Collection entries
☆ ☆ ☆
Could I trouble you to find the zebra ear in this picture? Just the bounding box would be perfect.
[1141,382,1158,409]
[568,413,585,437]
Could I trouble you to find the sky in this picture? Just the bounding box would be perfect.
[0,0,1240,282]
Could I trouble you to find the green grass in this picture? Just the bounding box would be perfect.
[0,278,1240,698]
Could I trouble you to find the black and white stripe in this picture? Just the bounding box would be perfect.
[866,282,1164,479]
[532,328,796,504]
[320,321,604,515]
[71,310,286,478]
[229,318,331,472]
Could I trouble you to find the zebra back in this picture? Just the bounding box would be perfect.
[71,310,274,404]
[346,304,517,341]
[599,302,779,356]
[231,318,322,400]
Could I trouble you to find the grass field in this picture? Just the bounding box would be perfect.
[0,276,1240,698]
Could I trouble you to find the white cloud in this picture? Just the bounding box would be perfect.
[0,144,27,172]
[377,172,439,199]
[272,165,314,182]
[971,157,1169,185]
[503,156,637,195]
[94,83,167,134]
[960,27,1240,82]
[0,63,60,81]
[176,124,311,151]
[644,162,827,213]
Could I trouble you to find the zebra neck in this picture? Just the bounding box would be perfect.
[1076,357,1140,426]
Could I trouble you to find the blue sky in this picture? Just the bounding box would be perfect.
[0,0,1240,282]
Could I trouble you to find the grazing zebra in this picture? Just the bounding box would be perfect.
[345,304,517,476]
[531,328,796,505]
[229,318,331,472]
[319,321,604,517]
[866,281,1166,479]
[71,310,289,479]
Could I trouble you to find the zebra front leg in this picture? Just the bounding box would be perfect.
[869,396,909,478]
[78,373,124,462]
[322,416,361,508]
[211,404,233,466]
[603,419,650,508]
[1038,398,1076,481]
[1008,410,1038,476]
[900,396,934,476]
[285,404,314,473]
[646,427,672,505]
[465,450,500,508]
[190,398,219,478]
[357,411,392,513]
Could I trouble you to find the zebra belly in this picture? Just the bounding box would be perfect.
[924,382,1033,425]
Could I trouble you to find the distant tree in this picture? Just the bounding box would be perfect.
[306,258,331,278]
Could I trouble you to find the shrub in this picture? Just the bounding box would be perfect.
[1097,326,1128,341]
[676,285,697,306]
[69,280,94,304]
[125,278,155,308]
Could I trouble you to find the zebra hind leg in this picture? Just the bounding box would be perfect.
☆ ☆ ☆
== Written problem ==
Convert these lines into a Markdown table with the columns Row and Line, numbering each row and leaving out blank lines.

== The reply ==
| Row | Line |
|---|---|
| 1 | Could I trouble you to find the zebra ear in this picture? Just the bounding box would be perfect. |
| 2 | [1141,382,1158,409] |
| 3 | [568,413,585,437] |
| 4 | Could I trouble you to find the sky in this picture? Just the bounding box would be perfect. |
| 5 | [0,0,1240,282] |
| 6 | Could I trouble you to find the green grass in this picture? Just the bounding box would be perfect. |
| 7 | [0,278,1240,698] |
| 8 | Could I trouble you to find the black and white stripe in this picture? Just the bounding box would be perfect. |
| 9 | [866,282,1164,479] |
| 10 | [532,328,796,504] |
| 11 | [320,321,604,515] |
| 12 | [71,310,286,478] |
| 13 | [229,318,331,472] |
| 14 | Could I trouble you to find the zebra back in this picture? Just the bounding box would be perfect. |
| 15 | [71,310,274,404] |
| 16 | [346,304,517,341] |
| 17 | [599,302,779,356] |
| 18 | [231,318,322,400] |
| 19 | Could I trouble you to find the grass field in this picture? Just the bounding box would be perfect. |
| 20 | [0,276,1240,698] |
| 21 | Could I trouble you to find the white cloud in this picture? Just the bounding box would be perfect. |
| 22 | [0,144,27,172] |
| 23 | [377,172,439,199] |
| 24 | [272,165,314,182] |
| 25 | [971,157,1169,185] |
| 26 | [503,156,637,195] |
| 27 | [94,83,167,134] |
| 28 | [960,27,1240,82] |
| 29 | [0,63,60,81] |
| 30 | [176,124,311,151] |
| 31 | [644,162,827,213] |
| 32 | Could I trouble you to find the zebra neck in this picture? Just the bounding box would be perfect. |
| 33 | [1076,357,1140,426] |
| 34 | Could I trouble you to find the blue sky in this picture? Just the bounding box would be perfect. |
| 35 | [0,0,1240,282] |
| 36 | Could I trouble you to find the grazing zebra in this picture? Just the bounding box would be perfect. |
| 37 | [345,304,517,476] |
| 38 | [531,328,796,505] |
| 39 | [229,318,331,472] |
| 40 | [319,321,604,517] |
| 41 | [866,281,1166,479] |
| 42 | [71,310,289,479] |
| 43 | Could I trouble you to find the zebra front leg in this picture? Just the bounding box would be perfect. |
| 44 | [869,396,909,478] |
| 45 | [78,373,124,462] |
| 46 | [322,416,361,508] |
| 47 | [211,404,233,466] |
| 48 | [603,419,650,508] |
| 49 | [1038,398,1076,481] |
| 50 | [1008,410,1038,476] |
| 51 | [900,396,934,476] |
| 52 | [285,404,314,473] |
| 53 | [646,427,672,505] |
| 54 | [465,450,500,508] |
| 55 | [190,398,219,478] |
| 56 | [357,411,392,513] |
| 57 | Could I trouble you to find the zebra belly in this picture? Just the bounding box would be perfect. |
| 58 | [924,382,1033,425] |
| 59 | Could I trouble you to find the distant tree in this picture? Just the bounding box would be perfect. |
| 60 | [306,258,331,278] |
| 61 | Could I trouble you to find the shrub in this picture? Just the bounding box would be perfect. |
| 62 | [1097,326,1128,341] |
| 63 | [676,285,697,306] |
| 64 | [69,280,94,304] |
| 65 | [125,278,155,308] |
| 66 | Could I trouble you to find the zebra hind leg in this picture? Just the bounding box would be perfect. |